- **TEXTE À LIRE**
##############################
Référence : 2014 CF 157

 

[TRADUCTION FRANÇAISE CERTIFIÉE, NON RÉVISÉE]

 

Montréal (Québec), le 20 février 2014

 

En présence de monsieur le juge Roy

 

 

 

ENTRE :

 

UNITED AIRLINES, INC.

 

demanderesse

 

et

 

 

 

JEREMY COOPERSTOCK

 

défendeur

 

MOTIFS DE L’ORDONNANCE ET ORDONNANCE

 

[1]               Le défendeur se pourvoit en appel de la décision du 3 janvier 2014 rendue par le protonotaire Richard Morneau. Celui-ci a refusé d’ordonner la modification ou la suppression des paragraphes h) et 31 de la déclaration amendée, lesquels sont les suivants :

[TRADUCTION]
La demanderesse, United Airlines, Inc., réclame :

 

h) des dommages-intérêts, des bénéfices et des dommages-intérêts préétablis, ou des sommes sous l’un quelconque ou plusieurs de ces chefs ou sous d’autres chefs de dommages, selon ce que la demanderesse pourrait décider après enquête;

 

 

31. Par suite des activités susmentionnées du défendeur, la demanderesse a subi et continue de subir des dommages importants tandis que le défendeur a réalisé et continue de réaliser des gains illicites.

 

[2]               Après l’interrogatoire préalable du défendeur, celui-ci a été avisé, le 25 novembre 2013, relativement à un refus de la part de la demanderesse de répondre à certaines questions au sujet des dommages allégués, que la demanderesse [TRADUCTION] « ne sollicitera pas de réparation pécuniaire dans la présente instance pour atteinte à ses droits ».

 

[3]               Le défendeur voulait que la déclaration soit modifiée de manière à indiquer qu’il n’y aurait pas d’autres demandes de dommages-intérêts dans l’action pour violation du droit d’auteur, usurpation de marque de commerce et commercialisation trompeuse. Évidemment, le reste de l’action repose sur les mêmes fondements. En fait, la demanderesse continue de soutenir qu’elle subit des dommages. Elle précise cependant qu’elle ne demandera pas de réparation pécuniaire à l’égard de ces dommages allégués.

 

[4]               Le protonotaire Morneau, chargé de la gestion de l’instance en l’espèce aux termes de l’ordonnance du 6 février 2013 du juge en chef de la Cour, a rejeté la demande du 13 décembre 2013 du défendeur, présentée sous la forme d’une demande de directives et d’intervention, visant à faire modifier la déclaration par la suppression des paragraphes h) et 31 de la déclaration amendée. Le protonotaire a affirmé qu’[TRADUCTION] « [] il n’[était] point besoin de modifier la déclaration de la demanderesse », étant donné que les avocats de la demanderesse avaient confirmé par lettre à la Cour datée du 17 décembre 2013 que [TRADUCTION] « [] la demanderesse a décidé de ne pas demander de réparation pécuniaire au procès, réduisant ainsi le nombre des questions qui seront en litige au procès [] ».
##############################
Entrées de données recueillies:
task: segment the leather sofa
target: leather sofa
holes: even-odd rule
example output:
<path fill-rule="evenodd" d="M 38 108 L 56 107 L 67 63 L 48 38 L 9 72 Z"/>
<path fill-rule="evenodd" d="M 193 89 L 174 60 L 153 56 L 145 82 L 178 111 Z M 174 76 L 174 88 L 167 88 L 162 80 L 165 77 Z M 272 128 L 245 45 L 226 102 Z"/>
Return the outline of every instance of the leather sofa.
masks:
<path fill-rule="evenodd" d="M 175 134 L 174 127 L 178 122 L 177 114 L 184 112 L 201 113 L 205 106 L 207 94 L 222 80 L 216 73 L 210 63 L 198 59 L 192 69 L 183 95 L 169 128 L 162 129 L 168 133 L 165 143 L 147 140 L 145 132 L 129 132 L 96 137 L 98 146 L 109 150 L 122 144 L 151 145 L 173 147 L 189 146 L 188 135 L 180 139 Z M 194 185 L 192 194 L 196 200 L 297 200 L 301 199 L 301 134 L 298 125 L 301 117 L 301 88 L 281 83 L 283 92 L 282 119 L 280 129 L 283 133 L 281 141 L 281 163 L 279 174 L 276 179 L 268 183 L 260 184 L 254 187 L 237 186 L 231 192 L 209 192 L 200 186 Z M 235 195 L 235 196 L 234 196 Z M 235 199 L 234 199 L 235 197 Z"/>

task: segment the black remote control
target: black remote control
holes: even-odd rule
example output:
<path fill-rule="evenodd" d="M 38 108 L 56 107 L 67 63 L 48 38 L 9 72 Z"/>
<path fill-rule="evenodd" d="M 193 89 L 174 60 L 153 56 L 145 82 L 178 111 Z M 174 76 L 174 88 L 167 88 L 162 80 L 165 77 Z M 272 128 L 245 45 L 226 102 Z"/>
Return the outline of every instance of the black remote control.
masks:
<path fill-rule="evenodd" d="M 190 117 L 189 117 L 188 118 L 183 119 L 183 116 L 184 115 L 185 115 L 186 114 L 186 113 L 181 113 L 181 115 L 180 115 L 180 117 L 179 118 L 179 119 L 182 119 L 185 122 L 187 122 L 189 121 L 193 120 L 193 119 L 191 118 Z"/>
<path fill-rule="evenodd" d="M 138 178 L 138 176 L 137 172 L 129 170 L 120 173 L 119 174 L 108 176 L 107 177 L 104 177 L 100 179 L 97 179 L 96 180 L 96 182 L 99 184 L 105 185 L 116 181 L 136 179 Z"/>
##############################
- **TRAVAIL DEMANDÉ**
Citez mot pour mot la partie de la décision judiciaire qui commence aux mots « 31. Par suite » et qui s'arrête après « des gains illicites. ».

- **TÂCHE ACCOMPLIE**
31. Par suite des activités susmentionnées du défendeur, la demanderesse a subi et continue de subir des dommages importants tandis que le défendeur a réalisé et continue de réaliser des gains illicites.